>> begin Text block
Barneys New York is trying hard to keep the door open — but it’s closing fast.
Judge Cecelia Morris, who’s been overseeing the luxury retailer’s bankruptcy, approved a $271.4 million deal to sell the company to Authentic Brands Group and B. Riley Financial Inc.
But even as that process moves to its official conclusion at 10 a.m. on Friday, the company and would-be buyers are still racing to come up with an alternative before that seemingly final deadline.
“We have a lot of hope, but hope is not a strategy,” said Barneys’ attorney Joshua Sussberg of Kirkland & Ellis at a key court hearing in Poughkeepsie, N.Y.
Both David Jackson, chairman of Solitaire Partners who is working with Arabian Oud, a large fragrance business, and a group led by Kith backer Sam Ben-Avraham have been pushing hard to buy Barneys.
“They’ve been working feverishly to get their financing in order,” Jason Rubin, a partner at Akin Gump Strauss Hauer & Feld, who represents Solitaire Partners, told the court. “I know it’s late in the game, but this is a Hail Mary. They’re working hard, but they’re not there yet.”
>> end Text block
>> begin Dataset excerpts
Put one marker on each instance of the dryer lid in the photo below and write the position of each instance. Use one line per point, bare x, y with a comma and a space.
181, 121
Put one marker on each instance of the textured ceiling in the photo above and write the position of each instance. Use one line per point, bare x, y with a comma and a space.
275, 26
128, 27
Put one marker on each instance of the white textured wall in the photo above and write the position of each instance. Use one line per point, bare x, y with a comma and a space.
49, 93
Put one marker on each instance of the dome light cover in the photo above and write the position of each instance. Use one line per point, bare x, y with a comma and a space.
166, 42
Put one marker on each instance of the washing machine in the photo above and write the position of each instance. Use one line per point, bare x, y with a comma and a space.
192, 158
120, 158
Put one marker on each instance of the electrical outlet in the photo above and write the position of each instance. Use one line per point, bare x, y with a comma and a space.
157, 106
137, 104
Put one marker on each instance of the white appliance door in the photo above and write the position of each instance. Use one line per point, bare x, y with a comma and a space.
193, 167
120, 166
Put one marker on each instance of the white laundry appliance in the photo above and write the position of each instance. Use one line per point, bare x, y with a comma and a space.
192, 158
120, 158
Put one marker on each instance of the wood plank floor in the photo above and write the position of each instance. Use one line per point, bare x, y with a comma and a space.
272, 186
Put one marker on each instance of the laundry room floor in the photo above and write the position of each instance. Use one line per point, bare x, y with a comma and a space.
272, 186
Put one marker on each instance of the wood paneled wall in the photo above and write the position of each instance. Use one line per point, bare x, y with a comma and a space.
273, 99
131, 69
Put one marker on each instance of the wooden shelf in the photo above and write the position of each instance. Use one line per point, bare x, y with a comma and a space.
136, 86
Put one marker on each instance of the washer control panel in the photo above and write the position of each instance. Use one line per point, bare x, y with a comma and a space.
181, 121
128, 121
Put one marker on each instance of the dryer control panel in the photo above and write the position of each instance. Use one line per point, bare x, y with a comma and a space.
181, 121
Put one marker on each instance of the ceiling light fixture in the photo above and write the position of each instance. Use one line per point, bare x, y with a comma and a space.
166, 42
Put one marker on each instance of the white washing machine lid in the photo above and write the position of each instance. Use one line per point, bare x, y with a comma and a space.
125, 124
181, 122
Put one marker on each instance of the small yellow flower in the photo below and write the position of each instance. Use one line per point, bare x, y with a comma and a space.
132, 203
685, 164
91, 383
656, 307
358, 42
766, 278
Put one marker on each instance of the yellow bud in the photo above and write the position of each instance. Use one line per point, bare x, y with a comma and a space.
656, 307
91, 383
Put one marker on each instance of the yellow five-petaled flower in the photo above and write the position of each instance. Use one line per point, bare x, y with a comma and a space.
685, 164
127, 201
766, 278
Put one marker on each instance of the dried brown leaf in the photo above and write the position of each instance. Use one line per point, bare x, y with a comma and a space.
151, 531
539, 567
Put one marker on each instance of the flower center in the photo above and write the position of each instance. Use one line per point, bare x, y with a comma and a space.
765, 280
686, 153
>> end Dataset excerpts
Set problem A |
Answer these questions from the Barneys bankruptcy article.
(i) Which judge approved the sale of the company?
(ii) At what time and on what day does the sale process reach its official conclusion?
(iii) At which firm is Jason Rubin a partner?
Set problem B |
List every person named in the Barneys bankruptcy article.

Written reply A |
(i) Judge Cecelia Morris
(ii) 10 a.m. on Friday
(iii) Akin Gump Strauss Hauer & Feld

Written reply B |
Cecelia Morris
Joshua Sussberg
David Jackson
Sam Ben-Avraham
Jason Rubin